6.11500 to 1000 B.C.*

CHAPTER 5 15TH THROUGH 11TH CENTURY B.C.

Backward to 3000 to 1500 B.C.

1,500 TO 1,000 B.C.

Literacy in this era was confined entirely to the Near East, Greece, Egypt, the Indus Valley and China. The Sumerian cuneiform, carried at first by Assyrian traders, was adapted to Hittite, Luvian and Hattite languages in Asia Minor, and it was soon also used by Amorites, Hurrians and Mitanni. Finally the pharaohs of the 18th dynasty in Egypt conducted their foreign affairs in cuneiform and in the Akkadian language rather than in their native hieroglyphics. The open syllabary which had made its appearance by the 16th century B.C. now was followed by the consonantal alphabet. In some areas this may have actually preceded the open syllabary. This was also a period of militarized, barbarian assaults against the civilization centers of Europe, the middle East, India and China. Chariot warfare gave extra impetus to the barbarian advance and their invasions increased in the western world after 1,200 B.C. (Ref. 136) Additional Notes

Diffusion of iron-working skills with the consequent use of shields and helmets to protect against charioteers' arrows, facilitated the new round of invasions and migrations between 1200 and 1000 B.C. Thus Hebrews, Persians, Dorians and others entered the scene. (Ref. 279)

:: Extracted entries ::
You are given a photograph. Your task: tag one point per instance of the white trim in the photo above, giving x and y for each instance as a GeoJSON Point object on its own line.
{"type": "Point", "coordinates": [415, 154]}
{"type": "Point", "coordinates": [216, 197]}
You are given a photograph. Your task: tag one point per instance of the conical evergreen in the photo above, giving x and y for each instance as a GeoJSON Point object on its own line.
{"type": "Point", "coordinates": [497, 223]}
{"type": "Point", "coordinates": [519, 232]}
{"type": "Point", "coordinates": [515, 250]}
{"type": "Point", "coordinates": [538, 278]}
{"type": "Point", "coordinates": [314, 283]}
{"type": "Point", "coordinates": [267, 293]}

:: Exercises to complete ::
1. List the places the history excerpt says literacy was confined to in this era.
2. Edit the history excerpt: begin at the words "Diffusion of iron-working" and stop after "scene. (Ref. 279)", replacing "migrations" with "movements".
3. Answer from the history excerpt:
(a) In what language did the pharaohs of the 18th dynasty conduct their foreign affairs?
(b) After what year did barbarian invasions increase in the western world?
(c) What two items came into use to protect against charioteers' arrows?

:: Answers by task ::
1. The Near East, Greece, Egypt, the Indus Valley and China.

2.
Diffusion of iron-working skills with the consequent use of shields and helmets to protect against charioteers' arrows, facilitated the new round of invasions and movements between 1200 and 1000 B.C. Thus Hebrews, Persians, Dorians and others entered the scene. (Ref. 279)

3.
(a) Akkadian, written in cuneiform.
(b) 1,200 B.C.
(c) Shields and helmets.